> Requirement:
Please write out the lines below, unchanged, from the line with "Locate the hardwood" to the line with "pixel 597 403", both of those included. Give only those lines.

** BEGIN **

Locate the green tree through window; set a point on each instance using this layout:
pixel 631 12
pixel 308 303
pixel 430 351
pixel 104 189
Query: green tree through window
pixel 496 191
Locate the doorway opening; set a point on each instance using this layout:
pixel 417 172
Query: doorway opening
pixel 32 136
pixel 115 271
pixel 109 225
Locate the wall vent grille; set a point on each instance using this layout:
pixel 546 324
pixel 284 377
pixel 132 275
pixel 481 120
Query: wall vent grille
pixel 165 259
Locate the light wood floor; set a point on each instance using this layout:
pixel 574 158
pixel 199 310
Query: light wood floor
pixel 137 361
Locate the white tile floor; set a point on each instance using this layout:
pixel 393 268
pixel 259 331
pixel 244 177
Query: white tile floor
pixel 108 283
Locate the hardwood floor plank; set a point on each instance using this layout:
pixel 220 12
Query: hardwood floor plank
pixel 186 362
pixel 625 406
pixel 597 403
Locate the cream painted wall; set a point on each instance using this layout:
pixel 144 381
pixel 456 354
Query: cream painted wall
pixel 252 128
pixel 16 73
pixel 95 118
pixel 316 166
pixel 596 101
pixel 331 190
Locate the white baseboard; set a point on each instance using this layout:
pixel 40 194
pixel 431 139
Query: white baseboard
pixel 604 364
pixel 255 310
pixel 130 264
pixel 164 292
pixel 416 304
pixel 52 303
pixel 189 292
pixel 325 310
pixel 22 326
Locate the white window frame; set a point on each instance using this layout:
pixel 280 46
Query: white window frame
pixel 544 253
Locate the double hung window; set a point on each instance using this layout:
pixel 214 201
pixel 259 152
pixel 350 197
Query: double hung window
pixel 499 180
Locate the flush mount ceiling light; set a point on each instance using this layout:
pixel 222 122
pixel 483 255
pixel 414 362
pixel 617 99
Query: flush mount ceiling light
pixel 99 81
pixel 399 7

** END **

> Complete output:
Locate the hardwood floor plank; set a point on each instance using this layout:
pixel 220 12
Query: hardwood floor plank
pixel 186 362
pixel 625 406
pixel 597 403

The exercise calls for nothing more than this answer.